• _Goal of the exercise_
Please count the lines in the records below that contain the string "tree", matching case exactly. Reply with the number only.

• _Listing_

— Start —

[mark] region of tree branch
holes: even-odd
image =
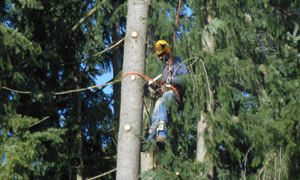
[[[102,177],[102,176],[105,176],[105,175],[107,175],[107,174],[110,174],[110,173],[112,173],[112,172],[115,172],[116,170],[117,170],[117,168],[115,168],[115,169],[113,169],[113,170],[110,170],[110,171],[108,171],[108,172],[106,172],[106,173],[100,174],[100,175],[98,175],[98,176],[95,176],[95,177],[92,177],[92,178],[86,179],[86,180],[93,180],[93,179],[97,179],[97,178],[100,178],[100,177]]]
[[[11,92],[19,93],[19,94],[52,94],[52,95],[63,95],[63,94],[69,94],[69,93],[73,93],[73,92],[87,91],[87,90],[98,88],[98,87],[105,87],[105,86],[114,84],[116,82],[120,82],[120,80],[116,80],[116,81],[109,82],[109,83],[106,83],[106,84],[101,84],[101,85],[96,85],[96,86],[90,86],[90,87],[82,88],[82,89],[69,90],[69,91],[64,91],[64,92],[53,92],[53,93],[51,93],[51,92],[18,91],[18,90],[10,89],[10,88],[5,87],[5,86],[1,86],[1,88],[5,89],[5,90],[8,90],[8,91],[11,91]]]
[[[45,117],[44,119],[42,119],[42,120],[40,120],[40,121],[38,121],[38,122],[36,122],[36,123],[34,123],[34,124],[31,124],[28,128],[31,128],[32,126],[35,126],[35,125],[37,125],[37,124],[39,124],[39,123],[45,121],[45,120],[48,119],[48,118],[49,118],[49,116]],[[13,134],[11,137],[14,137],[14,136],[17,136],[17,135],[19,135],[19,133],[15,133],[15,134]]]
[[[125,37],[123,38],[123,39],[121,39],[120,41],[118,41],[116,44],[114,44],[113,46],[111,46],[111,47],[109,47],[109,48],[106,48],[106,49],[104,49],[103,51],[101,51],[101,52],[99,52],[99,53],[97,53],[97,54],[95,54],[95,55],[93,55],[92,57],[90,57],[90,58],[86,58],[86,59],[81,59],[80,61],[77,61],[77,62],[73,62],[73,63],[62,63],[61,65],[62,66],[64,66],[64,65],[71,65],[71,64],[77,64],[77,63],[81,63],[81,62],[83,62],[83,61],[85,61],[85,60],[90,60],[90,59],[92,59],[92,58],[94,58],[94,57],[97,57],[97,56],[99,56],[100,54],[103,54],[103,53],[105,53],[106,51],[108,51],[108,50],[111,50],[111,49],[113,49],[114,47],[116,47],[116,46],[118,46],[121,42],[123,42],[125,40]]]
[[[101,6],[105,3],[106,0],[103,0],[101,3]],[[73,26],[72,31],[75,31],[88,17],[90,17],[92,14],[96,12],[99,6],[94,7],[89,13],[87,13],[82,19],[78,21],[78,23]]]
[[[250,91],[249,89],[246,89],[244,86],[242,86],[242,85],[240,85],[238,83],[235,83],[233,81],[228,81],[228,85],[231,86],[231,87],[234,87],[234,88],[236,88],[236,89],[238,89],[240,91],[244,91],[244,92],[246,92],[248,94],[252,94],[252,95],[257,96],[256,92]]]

— End —
— Start —

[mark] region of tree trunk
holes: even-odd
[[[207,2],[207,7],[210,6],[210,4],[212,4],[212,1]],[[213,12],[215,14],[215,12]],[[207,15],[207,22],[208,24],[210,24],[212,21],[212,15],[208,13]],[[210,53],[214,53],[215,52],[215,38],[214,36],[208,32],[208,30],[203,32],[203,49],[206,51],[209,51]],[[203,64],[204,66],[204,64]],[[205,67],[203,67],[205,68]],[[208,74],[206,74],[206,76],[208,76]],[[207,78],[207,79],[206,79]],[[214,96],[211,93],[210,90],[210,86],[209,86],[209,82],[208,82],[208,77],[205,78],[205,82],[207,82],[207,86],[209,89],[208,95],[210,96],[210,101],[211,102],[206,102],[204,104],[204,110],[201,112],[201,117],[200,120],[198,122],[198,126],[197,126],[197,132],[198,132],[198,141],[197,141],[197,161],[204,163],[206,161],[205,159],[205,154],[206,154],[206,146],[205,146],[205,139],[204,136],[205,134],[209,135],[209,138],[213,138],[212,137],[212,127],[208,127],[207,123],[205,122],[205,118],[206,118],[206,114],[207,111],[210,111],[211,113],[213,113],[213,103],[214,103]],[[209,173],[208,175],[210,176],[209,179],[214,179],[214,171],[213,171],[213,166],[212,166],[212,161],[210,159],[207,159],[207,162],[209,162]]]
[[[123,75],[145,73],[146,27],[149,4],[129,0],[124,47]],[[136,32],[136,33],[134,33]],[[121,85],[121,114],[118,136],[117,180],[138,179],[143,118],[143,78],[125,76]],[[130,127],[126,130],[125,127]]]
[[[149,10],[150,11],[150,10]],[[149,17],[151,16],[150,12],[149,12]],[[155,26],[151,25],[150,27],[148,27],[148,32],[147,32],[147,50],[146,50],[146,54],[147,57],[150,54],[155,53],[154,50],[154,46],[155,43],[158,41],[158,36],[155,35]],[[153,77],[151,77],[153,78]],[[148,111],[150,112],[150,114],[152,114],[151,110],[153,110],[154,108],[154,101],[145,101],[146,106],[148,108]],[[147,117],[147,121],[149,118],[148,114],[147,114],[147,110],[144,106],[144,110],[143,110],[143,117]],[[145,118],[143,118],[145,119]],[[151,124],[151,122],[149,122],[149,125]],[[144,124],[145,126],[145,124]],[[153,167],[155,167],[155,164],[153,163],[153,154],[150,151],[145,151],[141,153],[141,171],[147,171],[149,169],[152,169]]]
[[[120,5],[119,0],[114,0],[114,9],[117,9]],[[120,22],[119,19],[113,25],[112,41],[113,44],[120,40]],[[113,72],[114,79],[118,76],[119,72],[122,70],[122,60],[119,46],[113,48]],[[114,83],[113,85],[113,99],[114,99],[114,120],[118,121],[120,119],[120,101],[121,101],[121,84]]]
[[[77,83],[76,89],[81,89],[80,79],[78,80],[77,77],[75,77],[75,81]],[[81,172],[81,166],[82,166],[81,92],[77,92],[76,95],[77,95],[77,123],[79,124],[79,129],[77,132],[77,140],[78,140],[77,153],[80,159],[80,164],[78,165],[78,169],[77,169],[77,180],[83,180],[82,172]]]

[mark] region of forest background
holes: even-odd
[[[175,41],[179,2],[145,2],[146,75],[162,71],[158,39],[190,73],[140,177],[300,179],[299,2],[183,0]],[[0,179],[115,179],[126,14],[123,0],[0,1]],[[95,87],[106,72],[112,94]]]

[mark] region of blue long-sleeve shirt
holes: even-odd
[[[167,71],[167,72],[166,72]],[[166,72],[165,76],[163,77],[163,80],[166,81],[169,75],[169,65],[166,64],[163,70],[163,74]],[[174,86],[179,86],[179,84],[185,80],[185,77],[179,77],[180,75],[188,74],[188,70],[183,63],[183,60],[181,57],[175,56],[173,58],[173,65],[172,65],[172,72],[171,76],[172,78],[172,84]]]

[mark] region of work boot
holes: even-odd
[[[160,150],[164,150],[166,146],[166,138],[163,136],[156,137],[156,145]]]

— End —

• _Exercise answer_
2